■ **Task details**
Lay out the records as a Markdown table with the columns Row and Line, starting at the line that contains "Where can the short" and ending at the line that contains "<point>78,162</point>". Number each row, leave out blank lines, and include no other lines.

##### Records supplied #####

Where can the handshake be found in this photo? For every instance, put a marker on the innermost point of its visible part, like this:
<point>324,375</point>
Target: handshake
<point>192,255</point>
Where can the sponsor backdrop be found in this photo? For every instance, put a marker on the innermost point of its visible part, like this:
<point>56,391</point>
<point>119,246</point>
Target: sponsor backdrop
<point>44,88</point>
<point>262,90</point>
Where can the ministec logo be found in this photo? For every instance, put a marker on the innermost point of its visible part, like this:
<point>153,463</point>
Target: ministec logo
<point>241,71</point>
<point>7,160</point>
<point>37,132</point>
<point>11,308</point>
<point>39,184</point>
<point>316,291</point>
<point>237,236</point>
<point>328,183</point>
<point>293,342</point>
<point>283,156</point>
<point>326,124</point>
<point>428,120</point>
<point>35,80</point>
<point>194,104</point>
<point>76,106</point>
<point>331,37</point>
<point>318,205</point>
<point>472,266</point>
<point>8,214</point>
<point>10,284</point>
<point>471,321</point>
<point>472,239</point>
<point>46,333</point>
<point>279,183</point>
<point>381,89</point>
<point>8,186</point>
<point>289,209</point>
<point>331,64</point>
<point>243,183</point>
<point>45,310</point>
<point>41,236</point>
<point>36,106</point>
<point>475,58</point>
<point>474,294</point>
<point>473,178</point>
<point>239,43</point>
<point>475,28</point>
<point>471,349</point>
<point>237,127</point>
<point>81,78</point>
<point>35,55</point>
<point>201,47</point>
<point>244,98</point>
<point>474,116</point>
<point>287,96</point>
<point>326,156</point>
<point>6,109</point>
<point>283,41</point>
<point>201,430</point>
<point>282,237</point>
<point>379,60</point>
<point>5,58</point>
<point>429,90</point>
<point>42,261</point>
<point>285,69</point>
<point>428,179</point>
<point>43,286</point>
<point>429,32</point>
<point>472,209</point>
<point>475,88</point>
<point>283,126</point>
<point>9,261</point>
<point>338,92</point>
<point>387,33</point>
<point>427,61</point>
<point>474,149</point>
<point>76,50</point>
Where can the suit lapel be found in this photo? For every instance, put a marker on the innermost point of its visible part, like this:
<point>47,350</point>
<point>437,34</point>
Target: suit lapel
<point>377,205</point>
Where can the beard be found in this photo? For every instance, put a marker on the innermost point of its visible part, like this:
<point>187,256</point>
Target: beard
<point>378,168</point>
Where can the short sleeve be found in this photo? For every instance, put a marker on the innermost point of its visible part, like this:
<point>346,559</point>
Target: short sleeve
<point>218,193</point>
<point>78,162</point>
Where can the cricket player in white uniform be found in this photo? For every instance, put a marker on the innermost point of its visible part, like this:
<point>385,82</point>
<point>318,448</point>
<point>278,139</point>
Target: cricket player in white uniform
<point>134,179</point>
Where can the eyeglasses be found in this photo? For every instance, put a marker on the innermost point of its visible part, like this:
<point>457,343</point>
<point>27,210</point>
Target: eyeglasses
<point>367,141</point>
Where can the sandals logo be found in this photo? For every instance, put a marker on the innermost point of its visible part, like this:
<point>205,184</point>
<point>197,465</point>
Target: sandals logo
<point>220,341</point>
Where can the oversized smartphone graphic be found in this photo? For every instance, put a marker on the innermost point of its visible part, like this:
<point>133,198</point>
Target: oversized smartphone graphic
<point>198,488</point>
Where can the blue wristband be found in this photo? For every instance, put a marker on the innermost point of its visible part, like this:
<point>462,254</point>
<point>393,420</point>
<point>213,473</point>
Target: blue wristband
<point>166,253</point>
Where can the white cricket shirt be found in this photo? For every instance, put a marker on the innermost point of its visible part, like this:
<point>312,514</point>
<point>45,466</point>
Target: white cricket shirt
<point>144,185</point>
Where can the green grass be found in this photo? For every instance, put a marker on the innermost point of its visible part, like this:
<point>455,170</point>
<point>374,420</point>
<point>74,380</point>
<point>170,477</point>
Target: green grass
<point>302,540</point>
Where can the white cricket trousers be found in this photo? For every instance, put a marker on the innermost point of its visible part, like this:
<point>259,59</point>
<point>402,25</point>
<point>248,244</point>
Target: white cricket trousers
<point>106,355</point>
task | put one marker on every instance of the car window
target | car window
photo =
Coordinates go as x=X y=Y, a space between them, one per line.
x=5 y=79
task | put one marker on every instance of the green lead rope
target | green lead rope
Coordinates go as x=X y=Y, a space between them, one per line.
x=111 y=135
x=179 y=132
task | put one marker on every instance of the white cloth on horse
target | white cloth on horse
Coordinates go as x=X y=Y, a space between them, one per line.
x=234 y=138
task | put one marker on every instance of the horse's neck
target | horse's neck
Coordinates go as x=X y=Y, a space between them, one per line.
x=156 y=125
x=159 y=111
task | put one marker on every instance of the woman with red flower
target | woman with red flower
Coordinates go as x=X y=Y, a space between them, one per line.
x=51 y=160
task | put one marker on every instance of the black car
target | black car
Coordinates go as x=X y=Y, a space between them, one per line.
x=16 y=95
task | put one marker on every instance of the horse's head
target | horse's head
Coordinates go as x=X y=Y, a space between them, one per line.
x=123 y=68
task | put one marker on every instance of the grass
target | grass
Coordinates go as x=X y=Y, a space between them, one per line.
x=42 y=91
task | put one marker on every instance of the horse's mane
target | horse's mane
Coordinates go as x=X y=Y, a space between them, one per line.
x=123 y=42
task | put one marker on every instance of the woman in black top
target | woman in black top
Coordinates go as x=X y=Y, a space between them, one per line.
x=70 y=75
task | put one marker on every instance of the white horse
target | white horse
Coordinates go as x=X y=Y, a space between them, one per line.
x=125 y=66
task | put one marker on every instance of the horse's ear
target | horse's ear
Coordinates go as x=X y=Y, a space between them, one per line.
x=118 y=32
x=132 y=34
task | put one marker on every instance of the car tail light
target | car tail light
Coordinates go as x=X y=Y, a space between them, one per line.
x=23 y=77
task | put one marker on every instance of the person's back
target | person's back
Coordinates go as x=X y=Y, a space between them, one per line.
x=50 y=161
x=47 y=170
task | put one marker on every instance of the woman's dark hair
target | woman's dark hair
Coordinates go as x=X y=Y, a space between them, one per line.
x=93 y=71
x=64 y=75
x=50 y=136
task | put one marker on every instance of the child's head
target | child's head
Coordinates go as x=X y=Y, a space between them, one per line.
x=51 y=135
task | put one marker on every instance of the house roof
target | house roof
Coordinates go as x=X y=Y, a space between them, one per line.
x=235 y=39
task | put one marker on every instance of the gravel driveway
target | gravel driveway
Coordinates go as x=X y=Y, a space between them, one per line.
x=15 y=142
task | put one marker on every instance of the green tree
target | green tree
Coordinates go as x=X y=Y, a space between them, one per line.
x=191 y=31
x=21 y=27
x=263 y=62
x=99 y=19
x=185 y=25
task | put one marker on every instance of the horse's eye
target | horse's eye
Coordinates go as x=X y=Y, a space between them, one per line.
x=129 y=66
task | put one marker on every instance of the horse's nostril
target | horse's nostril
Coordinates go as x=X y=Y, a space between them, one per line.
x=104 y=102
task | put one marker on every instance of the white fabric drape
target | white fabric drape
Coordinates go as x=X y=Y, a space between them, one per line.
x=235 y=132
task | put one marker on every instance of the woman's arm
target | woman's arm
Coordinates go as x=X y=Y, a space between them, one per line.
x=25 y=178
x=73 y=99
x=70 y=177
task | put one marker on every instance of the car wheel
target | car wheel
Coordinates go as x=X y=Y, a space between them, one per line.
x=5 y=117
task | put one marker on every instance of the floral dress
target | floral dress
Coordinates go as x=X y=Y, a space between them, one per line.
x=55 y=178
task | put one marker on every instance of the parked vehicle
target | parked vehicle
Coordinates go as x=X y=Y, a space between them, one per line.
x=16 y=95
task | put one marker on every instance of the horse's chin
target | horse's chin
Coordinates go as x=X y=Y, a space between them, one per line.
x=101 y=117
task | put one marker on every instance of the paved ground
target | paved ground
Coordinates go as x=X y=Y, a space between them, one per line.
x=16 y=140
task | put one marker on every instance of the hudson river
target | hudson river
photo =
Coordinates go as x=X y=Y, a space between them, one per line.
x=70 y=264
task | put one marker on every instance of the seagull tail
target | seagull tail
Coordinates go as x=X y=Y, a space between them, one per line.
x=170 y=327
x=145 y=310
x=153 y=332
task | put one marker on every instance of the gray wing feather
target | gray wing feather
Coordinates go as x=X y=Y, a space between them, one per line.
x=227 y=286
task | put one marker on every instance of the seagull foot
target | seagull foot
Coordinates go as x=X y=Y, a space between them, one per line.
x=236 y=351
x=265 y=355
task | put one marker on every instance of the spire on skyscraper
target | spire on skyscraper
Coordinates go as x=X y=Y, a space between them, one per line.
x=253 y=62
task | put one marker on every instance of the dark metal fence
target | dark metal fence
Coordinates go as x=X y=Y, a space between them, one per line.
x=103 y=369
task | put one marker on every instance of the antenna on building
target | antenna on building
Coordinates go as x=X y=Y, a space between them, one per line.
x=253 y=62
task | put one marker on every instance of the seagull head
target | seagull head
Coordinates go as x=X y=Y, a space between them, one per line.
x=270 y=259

#####

■ **Solved problem**
| Row | Line |
|---|---|
| 1 | Where can the short sleeve be found in this photo? For every instance, put a marker on the innermost point of its visible part, like this: |
| 2 | <point>346,559</point> |
| 3 | Target: short sleeve |
| 4 | <point>218,193</point> |
| 5 | <point>78,162</point> |